Records excerpted from a collection
>>

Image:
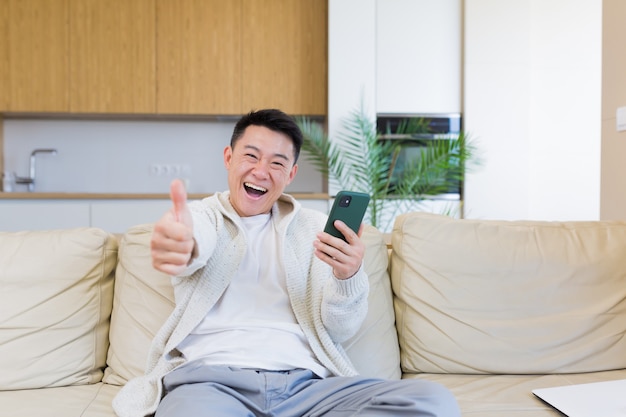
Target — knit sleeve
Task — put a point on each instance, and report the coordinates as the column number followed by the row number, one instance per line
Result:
column 344, row 305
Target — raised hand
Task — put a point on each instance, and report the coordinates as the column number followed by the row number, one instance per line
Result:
column 345, row 257
column 172, row 243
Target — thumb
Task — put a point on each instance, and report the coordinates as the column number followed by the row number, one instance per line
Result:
column 178, row 195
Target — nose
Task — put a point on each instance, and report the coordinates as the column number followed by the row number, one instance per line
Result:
column 261, row 169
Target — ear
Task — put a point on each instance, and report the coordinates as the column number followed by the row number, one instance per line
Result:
column 228, row 156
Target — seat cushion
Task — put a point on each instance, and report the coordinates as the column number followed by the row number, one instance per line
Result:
column 144, row 298
column 56, row 300
column 509, row 297
column 73, row 401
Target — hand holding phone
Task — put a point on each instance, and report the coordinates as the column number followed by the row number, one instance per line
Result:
column 349, row 207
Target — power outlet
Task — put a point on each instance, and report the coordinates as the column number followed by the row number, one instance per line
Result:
column 170, row 170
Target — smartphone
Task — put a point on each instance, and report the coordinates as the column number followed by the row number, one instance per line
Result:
column 349, row 207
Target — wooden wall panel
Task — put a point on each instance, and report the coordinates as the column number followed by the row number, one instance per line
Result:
column 38, row 55
column 112, row 65
column 199, row 56
column 285, row 55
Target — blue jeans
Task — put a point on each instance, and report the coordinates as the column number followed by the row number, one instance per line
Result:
column 199, row 390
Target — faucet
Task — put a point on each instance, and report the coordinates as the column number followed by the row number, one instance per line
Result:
column 30, row 180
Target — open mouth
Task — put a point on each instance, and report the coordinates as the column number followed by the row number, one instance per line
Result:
column 254, row 189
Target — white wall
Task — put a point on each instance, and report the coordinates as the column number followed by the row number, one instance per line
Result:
column 533, row 99
column 418, row 56
column 116, row 156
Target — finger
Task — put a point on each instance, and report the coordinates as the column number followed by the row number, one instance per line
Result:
column 178, row 195
column 345, row 231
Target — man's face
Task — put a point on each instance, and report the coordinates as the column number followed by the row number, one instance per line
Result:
column 260, row 166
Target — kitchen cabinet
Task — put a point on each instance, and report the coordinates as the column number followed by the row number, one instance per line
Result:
column 35, row 47
column 285, row 55
column 169, row 57
column 112, row 56
column 199, row 57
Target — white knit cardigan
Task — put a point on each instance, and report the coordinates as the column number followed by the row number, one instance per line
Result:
column 328, row 310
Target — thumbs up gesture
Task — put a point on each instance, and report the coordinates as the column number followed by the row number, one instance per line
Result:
column 172, row 243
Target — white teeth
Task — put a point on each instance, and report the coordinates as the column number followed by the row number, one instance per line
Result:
column 255, row 187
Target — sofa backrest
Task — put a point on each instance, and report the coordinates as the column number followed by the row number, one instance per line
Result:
column 509, row 297
column 144, row 298
column 55, row 304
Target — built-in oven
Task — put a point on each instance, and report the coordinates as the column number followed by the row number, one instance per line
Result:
column 413, row 133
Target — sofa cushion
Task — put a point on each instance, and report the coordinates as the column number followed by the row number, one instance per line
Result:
column 144, row 298
column 509, row 297
column 56, row 298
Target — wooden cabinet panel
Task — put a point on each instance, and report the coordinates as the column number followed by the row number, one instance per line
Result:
column 112, row 63
column 37, row 50
column 285, row 55
column 198, row 56
column 4, row 55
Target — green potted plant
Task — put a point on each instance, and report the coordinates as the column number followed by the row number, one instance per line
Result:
column 357, row 159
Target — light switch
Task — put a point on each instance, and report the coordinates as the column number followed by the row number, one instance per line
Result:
column 621, row 119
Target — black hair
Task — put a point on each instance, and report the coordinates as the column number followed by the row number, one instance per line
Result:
column 273, row 119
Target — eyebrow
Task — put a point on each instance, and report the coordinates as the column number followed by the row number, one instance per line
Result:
column 277, row 155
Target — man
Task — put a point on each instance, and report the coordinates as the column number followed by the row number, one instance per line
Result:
column 263, row 300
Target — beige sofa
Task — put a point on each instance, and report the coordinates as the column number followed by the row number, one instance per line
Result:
column 490, row 309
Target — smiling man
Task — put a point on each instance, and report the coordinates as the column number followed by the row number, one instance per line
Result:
column 263, row 300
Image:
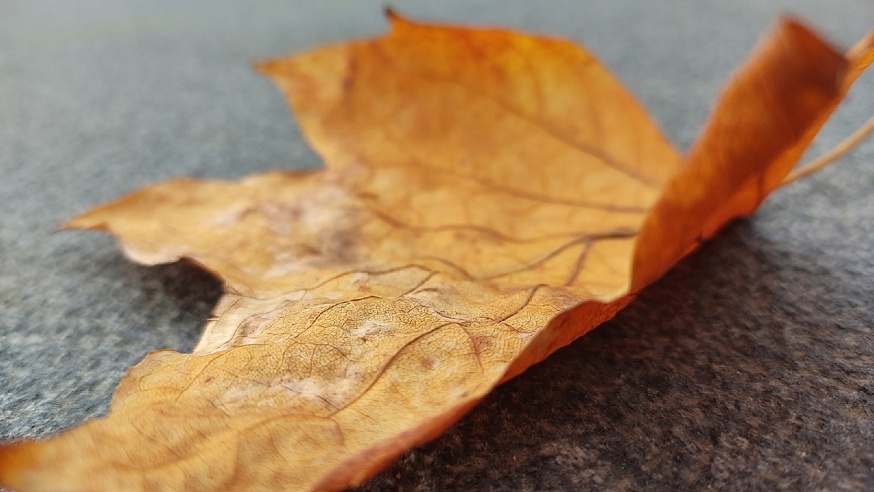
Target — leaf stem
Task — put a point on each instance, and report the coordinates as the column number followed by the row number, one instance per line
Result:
column 834, row 154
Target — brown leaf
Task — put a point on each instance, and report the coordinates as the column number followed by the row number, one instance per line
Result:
column 489, row 197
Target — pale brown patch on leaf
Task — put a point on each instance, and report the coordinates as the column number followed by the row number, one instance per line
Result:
column 482, row 207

<<

Required action
Omit the pictures and copy the records above exactly.

Exercise result
Image:
Target — knit sleeve
Task — put a point on each instance, and report the coordinates as the column number followed by the row number, one instance per line
Result:
column 344, row 305
Target — raised hand
Task — put a point on each instance, and report the coordinates as the column number followed by the row number, one instance per line
Result:
column 345, row 257
column 172, row 243
Target — thumb
Task — put a point on each instance, and report the coordinates as the column number followed by the row number, one instance per line
Result:
column 178, row 195
Target — nose
Task — put a point on each instance, and report the coordinates as the column number followed by the row number, one instance per line
Result:
column 261, row 169
Target — ear
Task — put a point on each instance, and report the coordinates as the column number followed by the row number, one instance per line
Result:
column 228, row 156
Target — seat cushion
Task — put a point on each instance, and report the coordinates as the column number followed by the row number, one instance per line
Result:
column 144, row 298
column 56, row 300
column 509, row 297
column 73, row 401
Target — hand holding phone
Task — put a point on each instance, and report the coordinates as the column number followed by the row number, one instance per line
Result:
column 349, row 207
Target — power outlet
Task — put a point on each instance, and report the coordinates as the column number followed by the row number, one instance per line
Result:
column 170, row 170
Target — smartphone
Task — put a point on each instance, and report the coordinates as the column number followed by the row number, one instance per line
Result:
column 349, row 207
Target — wooden wall panel
Task — put a point on each instance, and report the coordinates as the column number followed by the row number, one instance per line
Result:
column 38, row 55
column 112, row 65
column 199, row 56
column 285, row 55
Target — blue jeans
Task — put a point on each instance, and report the coordinates as the column number followed by the row number, one instance per line
Result:
column 199, row 390
Target — faucet
Task — put a point on each instance, and report the coordinates as the column number followed by the row number, one instance per line
Result:
column 30, row 180
Target — open mouth
Task — put a point on each instance, and report the coordinates as the column number followed by the row number, one instance per line
Result:
column 254, row 189
Target — white wall
Task — put a point on each instance, and report the coordinates as the column number followed by the row number, one instance per line
Result:
column 533, row 99
column 418, row 56
column 116, row 156
Target — finger
Task — put a point on each instance, and report the coordinates as the column number followed by the row number, one instance per line
Result:
column 178, row 195
column 345, row 231
Target — man's face
Task — put a point on each instance, and report the coordinates as the column number followed by the row number, one instance per line
Result:
column 260, row 166
Target — kitchen cabinet
Task — put a point on each instance, and report the coordinates as the column number followed by the row number, one instance per line
Result:
column 35, row 47
column 285, row 55
column 169, row 57
column 112, row 56
column 199, row 57
Target — white knit cardigan
Task — put a point on each instance, and report the coordinates as the column number followed by the row number, one instance per line
Result:
column 328, row 310
Target — thumbs up gesture
Task — put a point on each instance, and report the coordinates as the column number followed by the row number, one instance per line
Result:
column 172, row 243
Target — white teeth
Task — put a point on each instance, and report the coordinates as the column number followed by the row number, one instance per line
Result:
column 255, row 187
Target — sofa backrest
Task — put a point on each instance, and report the coordinates as the column number followed by the row number, one instance per line
Result:
column 509, row 297
column 144, row 298
column 55, row 304
Target — built-in oven
Task — put a point on each instance, and report the coordinates as the column number followed by the row number, one instance per line
Result:
column 413, row 133
Target — sofa cushion
Task — put a point on each instance, and report the coordinates as the column number followed by the row number, one instance per line
Result:
column 144, row 298
column 509, row 297
column 56, row 298
Target — wooden cabinet panel
Task — put a point on each instance, and report the coordinates as the column number followed by the row number, one instance per line
Result:
column 112, row 63
column 37, row 50
column 285, row 55
column 198, row 56
column 4, row 55
Target — green potted plant
Task — put a point on each instance, and report the coordinates as the column number followed by the row number, one instance per line
Result:
column 357, row 159
Target — light switch
Task — put a point on each instance, and report the coordinates as the column number followed by the row number, one instance per line
Result:
column 621, row 119
Target — black hair
Task — put a point on each instance, and report the coordinates as the column number followed by the row number, one instance per line
Result:
column 273, row 119
Target — eyebrow
Task — put a point on each instance, and report the coordinates as the column number followed by the row number, one instance per line
Result:
column 277, row 155
Target — man
Task — put a point on each instance, and report the coordinates as the column number followed by the row number, one instance per line
Result:
column 263, row 300
Target — beige sofa
Task — put a point on each instance, and report the coordinates as the column number followed by the row number, one instance per line
Result:
column 490, row 309
Target — smiling man
Task — put a point on each instance, and report the coordinates as the column number followed by the row number, one instance per line
Result:
column 263, row 300
Image:
Target — leaf stem
Task — put a point on each instance, and report the coordinates as the column number followed by the row number, one instance per line
Result:
column 834, row 154
Target — brown leaf
Task — put a point on each instance, and report the coordinates as the column number followed by the row number, one instance per line
Result:
column 489, row 197
Target — pale brown patch on leaf
Task — put a point on each instance, and report the coordinates as the column number followed by the row number, one instance per line
Result:
column 482, row 207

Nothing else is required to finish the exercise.